-- PROBLEM TO WORK ON --
Reproduce the listing below character for character. Begin at its first line and stop after the line that contains "[133,166,304,275]".

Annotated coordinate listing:
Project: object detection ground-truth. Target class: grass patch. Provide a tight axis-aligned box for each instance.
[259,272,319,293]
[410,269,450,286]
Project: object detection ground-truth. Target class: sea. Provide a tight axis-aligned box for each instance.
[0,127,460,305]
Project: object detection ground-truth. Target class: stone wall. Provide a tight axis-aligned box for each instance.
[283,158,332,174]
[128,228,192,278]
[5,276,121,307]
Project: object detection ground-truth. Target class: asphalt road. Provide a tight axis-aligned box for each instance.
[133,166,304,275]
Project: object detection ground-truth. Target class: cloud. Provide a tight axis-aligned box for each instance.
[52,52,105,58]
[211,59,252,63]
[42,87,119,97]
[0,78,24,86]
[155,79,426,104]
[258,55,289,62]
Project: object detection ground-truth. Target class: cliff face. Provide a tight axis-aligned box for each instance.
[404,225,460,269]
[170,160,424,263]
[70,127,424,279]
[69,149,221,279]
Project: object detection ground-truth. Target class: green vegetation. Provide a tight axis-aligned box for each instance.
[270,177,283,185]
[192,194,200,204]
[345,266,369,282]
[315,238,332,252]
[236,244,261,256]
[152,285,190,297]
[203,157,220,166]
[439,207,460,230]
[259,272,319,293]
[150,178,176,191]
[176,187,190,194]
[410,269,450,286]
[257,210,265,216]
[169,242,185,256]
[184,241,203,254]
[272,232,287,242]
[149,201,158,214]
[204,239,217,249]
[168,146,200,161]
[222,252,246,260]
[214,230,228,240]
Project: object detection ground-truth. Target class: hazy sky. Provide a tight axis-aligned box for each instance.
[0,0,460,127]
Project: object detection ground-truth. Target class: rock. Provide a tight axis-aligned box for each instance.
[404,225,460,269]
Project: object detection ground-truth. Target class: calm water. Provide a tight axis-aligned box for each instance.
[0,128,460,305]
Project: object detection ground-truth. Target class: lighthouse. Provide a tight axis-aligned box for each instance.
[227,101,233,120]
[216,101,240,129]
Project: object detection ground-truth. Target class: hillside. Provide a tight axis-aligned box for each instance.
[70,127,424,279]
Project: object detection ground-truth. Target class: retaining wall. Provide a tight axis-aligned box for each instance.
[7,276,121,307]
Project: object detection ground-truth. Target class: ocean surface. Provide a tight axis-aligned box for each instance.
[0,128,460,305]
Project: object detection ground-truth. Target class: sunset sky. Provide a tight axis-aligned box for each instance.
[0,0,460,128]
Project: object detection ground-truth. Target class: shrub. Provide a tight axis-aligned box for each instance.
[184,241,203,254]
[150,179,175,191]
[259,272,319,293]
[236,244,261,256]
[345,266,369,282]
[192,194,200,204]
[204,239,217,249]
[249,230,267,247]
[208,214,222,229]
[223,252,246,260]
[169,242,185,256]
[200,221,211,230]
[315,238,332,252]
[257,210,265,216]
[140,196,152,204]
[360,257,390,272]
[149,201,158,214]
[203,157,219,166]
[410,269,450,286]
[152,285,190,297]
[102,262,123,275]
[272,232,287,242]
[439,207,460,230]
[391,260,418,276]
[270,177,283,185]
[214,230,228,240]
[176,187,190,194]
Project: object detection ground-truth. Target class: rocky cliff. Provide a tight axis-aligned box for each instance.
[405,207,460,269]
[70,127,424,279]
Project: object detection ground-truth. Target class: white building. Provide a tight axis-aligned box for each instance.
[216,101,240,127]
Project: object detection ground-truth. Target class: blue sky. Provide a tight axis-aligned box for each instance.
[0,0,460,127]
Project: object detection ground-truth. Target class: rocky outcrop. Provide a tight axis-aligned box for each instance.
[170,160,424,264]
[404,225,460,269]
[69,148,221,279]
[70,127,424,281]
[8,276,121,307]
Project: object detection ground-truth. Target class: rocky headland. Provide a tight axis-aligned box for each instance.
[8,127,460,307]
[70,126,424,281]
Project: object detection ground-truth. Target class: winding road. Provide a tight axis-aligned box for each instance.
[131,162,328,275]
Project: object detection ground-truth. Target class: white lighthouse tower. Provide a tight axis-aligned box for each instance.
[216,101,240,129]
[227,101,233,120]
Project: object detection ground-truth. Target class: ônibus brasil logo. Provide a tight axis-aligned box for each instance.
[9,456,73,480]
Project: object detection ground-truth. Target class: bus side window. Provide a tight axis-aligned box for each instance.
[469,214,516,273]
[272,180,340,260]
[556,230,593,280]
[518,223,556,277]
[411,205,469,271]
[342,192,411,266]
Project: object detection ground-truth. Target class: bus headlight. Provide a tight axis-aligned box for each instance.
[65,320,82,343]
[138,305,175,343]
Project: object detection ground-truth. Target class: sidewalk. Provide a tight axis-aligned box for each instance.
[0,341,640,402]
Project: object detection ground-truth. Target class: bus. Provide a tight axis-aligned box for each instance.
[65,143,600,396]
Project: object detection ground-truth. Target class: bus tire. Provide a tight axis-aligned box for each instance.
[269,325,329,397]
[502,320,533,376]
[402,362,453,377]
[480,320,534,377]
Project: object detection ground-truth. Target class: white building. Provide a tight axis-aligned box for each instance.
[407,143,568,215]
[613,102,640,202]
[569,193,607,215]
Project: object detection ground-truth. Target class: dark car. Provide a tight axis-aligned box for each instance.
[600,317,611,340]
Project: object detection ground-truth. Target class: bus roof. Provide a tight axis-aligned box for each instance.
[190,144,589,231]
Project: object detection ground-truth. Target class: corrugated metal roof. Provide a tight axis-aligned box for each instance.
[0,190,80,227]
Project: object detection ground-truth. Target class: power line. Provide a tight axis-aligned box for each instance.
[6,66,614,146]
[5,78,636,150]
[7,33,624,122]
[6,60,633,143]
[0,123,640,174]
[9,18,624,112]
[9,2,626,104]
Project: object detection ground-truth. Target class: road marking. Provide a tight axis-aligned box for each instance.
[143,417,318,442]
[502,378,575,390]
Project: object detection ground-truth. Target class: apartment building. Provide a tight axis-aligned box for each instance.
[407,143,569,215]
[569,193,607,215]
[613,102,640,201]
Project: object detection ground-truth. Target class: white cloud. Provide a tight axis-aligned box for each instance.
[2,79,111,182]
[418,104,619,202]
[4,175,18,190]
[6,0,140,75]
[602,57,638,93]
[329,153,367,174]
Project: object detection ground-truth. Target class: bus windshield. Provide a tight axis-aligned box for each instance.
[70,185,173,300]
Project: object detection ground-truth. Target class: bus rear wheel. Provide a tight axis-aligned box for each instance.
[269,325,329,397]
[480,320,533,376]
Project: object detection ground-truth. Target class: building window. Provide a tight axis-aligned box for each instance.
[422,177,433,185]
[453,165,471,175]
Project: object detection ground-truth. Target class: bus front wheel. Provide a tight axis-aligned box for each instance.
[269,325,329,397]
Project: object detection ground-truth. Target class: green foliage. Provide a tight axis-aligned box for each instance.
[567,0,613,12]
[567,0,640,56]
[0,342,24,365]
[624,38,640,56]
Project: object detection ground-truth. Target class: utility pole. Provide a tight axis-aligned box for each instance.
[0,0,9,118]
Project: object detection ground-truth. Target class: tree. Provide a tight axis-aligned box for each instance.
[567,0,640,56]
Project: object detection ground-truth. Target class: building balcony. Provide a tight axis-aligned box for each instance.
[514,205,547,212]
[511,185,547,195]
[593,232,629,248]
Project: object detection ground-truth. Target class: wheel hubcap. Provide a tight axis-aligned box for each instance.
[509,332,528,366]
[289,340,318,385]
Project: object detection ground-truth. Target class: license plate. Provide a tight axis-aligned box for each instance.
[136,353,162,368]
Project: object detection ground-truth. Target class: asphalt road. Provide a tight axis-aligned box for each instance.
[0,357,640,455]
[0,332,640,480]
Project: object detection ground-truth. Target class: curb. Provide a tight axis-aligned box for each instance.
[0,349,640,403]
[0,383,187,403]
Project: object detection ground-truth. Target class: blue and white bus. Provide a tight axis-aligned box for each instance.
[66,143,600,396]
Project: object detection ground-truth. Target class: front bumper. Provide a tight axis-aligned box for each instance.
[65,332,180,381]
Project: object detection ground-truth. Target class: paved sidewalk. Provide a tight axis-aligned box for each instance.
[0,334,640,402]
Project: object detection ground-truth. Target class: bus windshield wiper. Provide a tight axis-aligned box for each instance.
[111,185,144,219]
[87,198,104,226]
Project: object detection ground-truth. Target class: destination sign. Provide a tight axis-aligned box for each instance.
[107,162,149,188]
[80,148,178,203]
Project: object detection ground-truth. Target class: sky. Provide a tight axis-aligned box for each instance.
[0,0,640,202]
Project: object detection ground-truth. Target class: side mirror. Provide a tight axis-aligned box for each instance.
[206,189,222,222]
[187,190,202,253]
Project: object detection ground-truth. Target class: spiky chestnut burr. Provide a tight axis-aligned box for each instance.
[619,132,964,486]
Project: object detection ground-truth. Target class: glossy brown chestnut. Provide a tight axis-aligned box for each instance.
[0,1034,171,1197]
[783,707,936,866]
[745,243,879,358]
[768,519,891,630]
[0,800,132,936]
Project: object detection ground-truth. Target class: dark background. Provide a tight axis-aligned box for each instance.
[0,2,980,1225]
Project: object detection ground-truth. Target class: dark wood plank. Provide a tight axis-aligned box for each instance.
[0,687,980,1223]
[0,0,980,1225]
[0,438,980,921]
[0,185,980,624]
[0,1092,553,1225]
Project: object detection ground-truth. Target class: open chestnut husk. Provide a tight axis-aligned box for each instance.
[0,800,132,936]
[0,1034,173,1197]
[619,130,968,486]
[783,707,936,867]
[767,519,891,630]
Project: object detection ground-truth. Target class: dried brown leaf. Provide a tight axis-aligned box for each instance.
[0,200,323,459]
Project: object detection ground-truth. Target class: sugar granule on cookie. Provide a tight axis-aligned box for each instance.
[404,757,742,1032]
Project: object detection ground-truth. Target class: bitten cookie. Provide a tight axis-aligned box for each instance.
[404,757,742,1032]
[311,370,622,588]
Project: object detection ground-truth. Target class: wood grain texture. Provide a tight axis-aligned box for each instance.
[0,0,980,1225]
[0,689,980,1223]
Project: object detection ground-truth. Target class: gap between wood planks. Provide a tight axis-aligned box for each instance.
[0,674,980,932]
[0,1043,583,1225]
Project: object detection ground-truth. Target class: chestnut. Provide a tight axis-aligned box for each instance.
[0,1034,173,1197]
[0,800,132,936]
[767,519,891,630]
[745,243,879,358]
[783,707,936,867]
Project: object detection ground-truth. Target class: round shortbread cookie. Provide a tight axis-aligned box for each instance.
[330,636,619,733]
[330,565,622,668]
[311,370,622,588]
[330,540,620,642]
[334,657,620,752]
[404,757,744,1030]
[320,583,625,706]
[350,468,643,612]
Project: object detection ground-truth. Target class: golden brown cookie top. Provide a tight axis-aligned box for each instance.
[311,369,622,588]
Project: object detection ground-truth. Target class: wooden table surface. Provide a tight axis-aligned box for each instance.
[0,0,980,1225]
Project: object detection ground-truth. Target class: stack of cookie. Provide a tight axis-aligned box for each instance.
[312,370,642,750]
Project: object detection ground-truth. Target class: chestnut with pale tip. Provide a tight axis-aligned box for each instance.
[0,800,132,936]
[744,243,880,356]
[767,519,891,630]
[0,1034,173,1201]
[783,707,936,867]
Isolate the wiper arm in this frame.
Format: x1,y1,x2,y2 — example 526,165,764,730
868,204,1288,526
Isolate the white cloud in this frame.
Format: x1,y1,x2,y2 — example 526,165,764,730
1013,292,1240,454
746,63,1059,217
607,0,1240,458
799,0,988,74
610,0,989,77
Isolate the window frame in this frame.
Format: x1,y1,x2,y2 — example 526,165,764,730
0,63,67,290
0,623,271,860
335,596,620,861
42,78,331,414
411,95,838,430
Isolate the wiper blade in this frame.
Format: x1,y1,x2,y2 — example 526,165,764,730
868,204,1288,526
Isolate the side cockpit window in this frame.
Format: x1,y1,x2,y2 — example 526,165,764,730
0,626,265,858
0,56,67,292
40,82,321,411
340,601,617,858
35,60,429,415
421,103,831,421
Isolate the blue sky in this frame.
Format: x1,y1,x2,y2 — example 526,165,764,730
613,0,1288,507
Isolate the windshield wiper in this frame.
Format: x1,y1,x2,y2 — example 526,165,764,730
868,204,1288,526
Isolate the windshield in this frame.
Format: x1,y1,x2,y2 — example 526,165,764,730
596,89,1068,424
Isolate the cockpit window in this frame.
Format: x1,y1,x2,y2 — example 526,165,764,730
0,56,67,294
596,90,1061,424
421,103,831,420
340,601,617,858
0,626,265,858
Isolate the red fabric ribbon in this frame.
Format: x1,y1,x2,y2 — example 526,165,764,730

-- WRITTEN REPLY --
Project: object detection ground-truth. Target class: grass patch. Provide a tight axis-aligned box for each instance.
[259,272,319,293]
[410,269,450,286]
Project: object detection ground-truth. Target class: sea. Provide a tight axis-aligned box for each instance.
[0,127,460,305]
Project: object detection ground-truth. Target class: stone wall. Provide a tight axis-aligned box for each instance.
[283,158,332,174]
[128,228,192,278]
[5,276,121,307]
Project: object detection ground-truth. Target class: asphalt road. Provide a tight axis-aligned box for each instance.
[133,166,304,275]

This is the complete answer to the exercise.